= Beginning of Section =

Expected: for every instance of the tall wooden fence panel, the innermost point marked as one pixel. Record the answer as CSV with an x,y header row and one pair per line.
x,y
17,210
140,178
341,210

= End of Section =

WORK ORDER:
Your answer must be the complete data, repeated word for word.

SOLUTION:
Expected: for every instance of the tall wooden fence panel, the innermost point marked as one pixel. Record the answer as CSV with an x,y header row and one pair per line.
x,y
17,210
140,178
341,210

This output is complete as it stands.